→ WHAT IS BEING ASKED: Reproduce the records starting at the line that contains "Target: prey bird" and running to the last line, exactly and in full.

→ EXTRACTED RECORDS:
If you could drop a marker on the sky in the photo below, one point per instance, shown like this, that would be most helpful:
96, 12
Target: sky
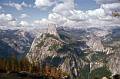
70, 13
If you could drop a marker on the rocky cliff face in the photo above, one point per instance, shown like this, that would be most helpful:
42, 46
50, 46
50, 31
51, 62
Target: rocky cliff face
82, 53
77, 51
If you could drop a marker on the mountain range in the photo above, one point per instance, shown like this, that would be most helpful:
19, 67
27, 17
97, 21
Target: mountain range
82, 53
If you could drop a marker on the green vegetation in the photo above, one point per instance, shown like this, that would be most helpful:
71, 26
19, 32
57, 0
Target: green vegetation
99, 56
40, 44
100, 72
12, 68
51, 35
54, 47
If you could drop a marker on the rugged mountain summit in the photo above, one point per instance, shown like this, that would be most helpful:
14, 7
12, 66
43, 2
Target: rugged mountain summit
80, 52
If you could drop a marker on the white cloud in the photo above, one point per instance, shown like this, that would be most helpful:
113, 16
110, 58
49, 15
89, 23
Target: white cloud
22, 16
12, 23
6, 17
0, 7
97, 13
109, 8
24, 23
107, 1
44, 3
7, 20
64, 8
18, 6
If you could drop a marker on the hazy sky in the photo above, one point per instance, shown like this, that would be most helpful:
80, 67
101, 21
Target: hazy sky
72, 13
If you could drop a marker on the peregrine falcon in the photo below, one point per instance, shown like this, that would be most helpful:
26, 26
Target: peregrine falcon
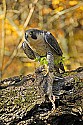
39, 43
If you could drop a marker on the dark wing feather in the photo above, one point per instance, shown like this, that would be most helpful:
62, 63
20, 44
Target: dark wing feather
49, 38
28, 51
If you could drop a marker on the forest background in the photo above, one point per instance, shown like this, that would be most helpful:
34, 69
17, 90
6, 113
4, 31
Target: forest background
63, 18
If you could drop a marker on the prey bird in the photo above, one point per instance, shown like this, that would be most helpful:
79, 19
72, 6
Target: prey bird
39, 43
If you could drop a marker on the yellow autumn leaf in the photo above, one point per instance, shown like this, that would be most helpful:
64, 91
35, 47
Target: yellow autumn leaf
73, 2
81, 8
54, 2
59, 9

→ WRITTEN RESPONSE:
Target: prey bird
39, 43
If you could drop a marker on the yellow autumn leaf in the photo above, one point per instance, shown like this, that would be most helpful:
64, 91
35, 47
Target: yellow autumn leaf
73, 2
81, 8
54, 2
59, 9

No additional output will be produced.